== TASK PROMPT ==
The records that follow must be repeated verbatim, every one of them.

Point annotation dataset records
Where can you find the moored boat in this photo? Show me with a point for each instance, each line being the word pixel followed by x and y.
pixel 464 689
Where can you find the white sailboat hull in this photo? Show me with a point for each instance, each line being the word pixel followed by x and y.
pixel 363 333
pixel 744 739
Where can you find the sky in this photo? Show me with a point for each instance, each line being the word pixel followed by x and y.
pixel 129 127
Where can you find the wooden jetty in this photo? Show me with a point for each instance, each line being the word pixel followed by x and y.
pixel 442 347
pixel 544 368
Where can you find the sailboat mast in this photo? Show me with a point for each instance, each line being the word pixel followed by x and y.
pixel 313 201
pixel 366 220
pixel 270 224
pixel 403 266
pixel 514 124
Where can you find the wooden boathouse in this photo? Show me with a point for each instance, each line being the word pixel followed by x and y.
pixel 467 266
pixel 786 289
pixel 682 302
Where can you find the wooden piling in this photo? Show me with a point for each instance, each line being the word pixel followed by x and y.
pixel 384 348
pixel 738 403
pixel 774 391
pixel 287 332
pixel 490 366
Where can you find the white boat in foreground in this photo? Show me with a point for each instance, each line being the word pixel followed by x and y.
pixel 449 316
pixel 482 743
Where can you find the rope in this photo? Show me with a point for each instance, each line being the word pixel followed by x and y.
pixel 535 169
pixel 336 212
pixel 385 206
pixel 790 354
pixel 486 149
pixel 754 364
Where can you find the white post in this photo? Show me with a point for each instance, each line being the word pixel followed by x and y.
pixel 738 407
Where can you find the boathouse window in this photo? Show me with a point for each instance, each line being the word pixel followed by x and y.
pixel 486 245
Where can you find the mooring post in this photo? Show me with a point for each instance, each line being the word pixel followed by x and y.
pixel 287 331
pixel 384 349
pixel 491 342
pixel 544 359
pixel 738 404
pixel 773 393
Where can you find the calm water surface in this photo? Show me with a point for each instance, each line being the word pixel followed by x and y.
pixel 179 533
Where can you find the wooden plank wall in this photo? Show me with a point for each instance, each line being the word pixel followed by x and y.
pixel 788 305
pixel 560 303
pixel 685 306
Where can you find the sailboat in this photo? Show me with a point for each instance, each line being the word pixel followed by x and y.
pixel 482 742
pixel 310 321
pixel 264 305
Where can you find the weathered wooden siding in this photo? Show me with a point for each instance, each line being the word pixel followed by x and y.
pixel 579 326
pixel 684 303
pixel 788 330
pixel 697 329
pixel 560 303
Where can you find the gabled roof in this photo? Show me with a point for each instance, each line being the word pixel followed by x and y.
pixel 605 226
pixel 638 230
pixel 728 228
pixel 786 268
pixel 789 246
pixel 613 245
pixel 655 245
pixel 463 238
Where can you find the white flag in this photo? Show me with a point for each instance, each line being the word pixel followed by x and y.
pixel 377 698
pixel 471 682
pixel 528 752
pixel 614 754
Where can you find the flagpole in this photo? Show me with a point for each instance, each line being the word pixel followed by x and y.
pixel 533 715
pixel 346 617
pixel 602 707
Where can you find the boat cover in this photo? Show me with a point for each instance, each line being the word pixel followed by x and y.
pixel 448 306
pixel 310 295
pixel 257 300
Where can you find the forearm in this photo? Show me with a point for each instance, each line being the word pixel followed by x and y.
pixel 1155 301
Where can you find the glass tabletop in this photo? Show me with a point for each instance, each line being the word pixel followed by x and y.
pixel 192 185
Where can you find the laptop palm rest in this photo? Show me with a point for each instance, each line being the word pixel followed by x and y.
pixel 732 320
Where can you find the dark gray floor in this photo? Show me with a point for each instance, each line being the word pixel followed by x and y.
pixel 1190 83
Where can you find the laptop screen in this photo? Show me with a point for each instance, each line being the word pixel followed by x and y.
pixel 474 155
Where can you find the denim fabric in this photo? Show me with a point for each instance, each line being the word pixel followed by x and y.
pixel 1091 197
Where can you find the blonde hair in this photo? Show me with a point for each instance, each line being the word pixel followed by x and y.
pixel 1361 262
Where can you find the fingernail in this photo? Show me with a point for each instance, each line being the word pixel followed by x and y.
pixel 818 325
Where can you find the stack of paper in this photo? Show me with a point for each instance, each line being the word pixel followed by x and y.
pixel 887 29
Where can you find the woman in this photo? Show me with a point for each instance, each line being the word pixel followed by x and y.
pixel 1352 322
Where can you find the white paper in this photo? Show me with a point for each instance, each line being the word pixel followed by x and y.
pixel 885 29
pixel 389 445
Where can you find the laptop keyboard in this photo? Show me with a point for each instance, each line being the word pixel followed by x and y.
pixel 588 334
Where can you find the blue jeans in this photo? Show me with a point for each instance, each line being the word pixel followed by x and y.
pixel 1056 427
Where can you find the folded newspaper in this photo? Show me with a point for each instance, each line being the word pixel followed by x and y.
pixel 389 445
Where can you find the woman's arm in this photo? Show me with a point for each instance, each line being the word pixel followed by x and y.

== ANSWER TO THE EXERCISE ==
Where can you find the moored boat in this photo? Show me with a point for each instance, each line being the word pixel followed by x and y.
pixel 464 689
Where can you find the white sailboat hull in this photo? Show me with a point for each instance, each line being the word pixel followed by x and y.
pixel 363 333
pixel 744 739
Where can you find the sky in this photo? Show me with a point for each instance, each line being the word pixel followed by x and y.
pixel 129 127
Where can you find the wooden jetty in this photo? Show me with a point for each instance, each line being the word pixel followed by x and y.
pixel 442 347
pixel 544 368
Where can you find the sailboat mast in this photo? Show me with a point for each instance, each line being the word pixel followed by x and y.
pixel 313 201
pixel 366 220
pixel 270 224
pixel 403 266
pixel 514 124
Where can you find the wooden boathouse in this photo? Show me with a point for each instance, each line being the word pixel followed by x and y.
pixel 467 266
pixel 786 289
pixel 682 302
Where can you find the wooden piling in this photo? Show me with a point for each instance, each line being the word pixel followed by x and y.
pixel 384 348
pixel 738 403
pixel 774 391
pixel 287 332
pixel 490 366
Where can you find the white boat in foreground in this photo? Show me with a point for each instance, each line being the word pixel followed by x and y.
pixel 449 316
pixel 482 743
Where can you find the rope in this photo? Show me with a point for each instance, each line being the word pixel followed by x and y.
pixel 535 169
pixel 336 212
pixel 385 206
pixel 790 354
pixel 486 149
pixel 754 364
Where can you find the white post in this photo? Show me with a point for each instance, each line being the word pixel followed by x and y.
pixel 738 407
Where can you find the boathouse window in this photo? Show me with a point for each instance, each line being the word pixel followed by x and y.
pixel 486 245
Where can you find the mooring post in this photo? Show me with a point for each instance, each line being the word pixel followed by x and y.
pixel 287 331
pixel 384 349
pixel 491 342
pixel 544 359
pixel 738 404
pixel 773 393
Where can you find the calm water surface in this photo? Show me with a point for each instance, each line being the word pixel followed by x and y.
pixel 179 533
Where can you find the wooden plank wall in this photo? Show me with a point for each instance, each line being the word pixel followed by x and y.
pixel 788 305
pixel 560 303
pixel 685 306
Where can you find the sailboat in this photo? Show me with a point for each instance, each line being the word pixel followed by x and y.
pixel 482 742
pixel 310 321
pixel 264 305
Where can you find the weathered wooden siding in this photo? Show me with a point for each instance, each line being the word pixel followed by x and y.
pixel 579 326
pixel 684 303
pixel 788 330
pixel 697 329
pixel 560 303
Where can you find the gabled roof in this photo? Show me with a point for each instance, each line being the word pixel followed by x and y.
pixel 605 226
pixel 638 230
pixel 728 228
pixel 786 268
pixel 789 246
pixel 613 245
pixel 655 245
pixel 463 238
Where can you find the white flag in this photo? Show me with a point for each instance, each line being the word pixel followed by x and y.
pixel 377 698
pixel 471 682
pixel 528 752
pixel 614 754
Where can you find the flagpole in this photo? Show me with a point for each instance, each line being the word pixel followed by x and y.
pixel 533 715
pixel 346 617
pixel 602 707
Where can you find the boat cover in this photo? Show me with a point for each instance, each line being the word pixel followed by x and y.
pixel 448 306
pixel 310 295
pixel 257 300
Where can you find the forearm in this photo? Show me with a point for each instance, each line being the word pixel followed by x and y.
pixel 1155 301
Where can you find the glass tabletop in this photo? Show me with a point for each instance, each line being the word pixel followed by x and y.
pixel 192 185
Where can you find the laptop palm rest in this photo? Show me with a point for each instance, each line being the word pixel followed by x and y.
pixel 732 320
Where can you find the dark gray floor in this photo? Show me with a point for each instance, each line being the word pixel followed by x and y.
pixel 1190 83
Where can you find the laptop screen in this photo? Show me with a point for each instance, each line being the word pixel followed by x and y.
pixel 474 155
Where can you find the denim fabric in this photo? Show me with a point for each instance, each line being the word pixel followed by x and y.
pixel 1091 197
Where can you find the blonde hair in this photo? Show me with a point for each instance, each line being the word pixel followed by x and y.
pixel 1361 262
Where can you find the fingernail in this photo? Show me with a point for each instance, each line being the word pixel followed by x and y.
pixel 818 325
Where can you find the stack of paper in this photo? Show me with a point for each instance, each line being the word pixel followed by x and y.
pixel 887 29
Where can you find the woman in this photo? Show me with a point for each instance, each line being the word pixel followed by x and y.
pixel 1352 322
Where can you find the white paper in this photo? Show me with a point for each instance, each line being the word pixel followed by x and y.
pixel 885 29
pixel 389 445
Where can you find the laptop keyboard in this photo? Show me with a point for each instance, each line being the word pixel followed by x and y.
pixel 588 334
Where can you find the blue jeans in this photo? Show me with a point for each instance, each line being the word pixel followed by x and y.
pixel 1056 427
Where can you find the folded newspaper in this photo? Show me with a point for each instance, each line being the word pixel followed by x and y.
pixel 389 445
Where can you find the woman's arm in this photo? Show me with a point for each instance, each line being the word pixel followed by x and y.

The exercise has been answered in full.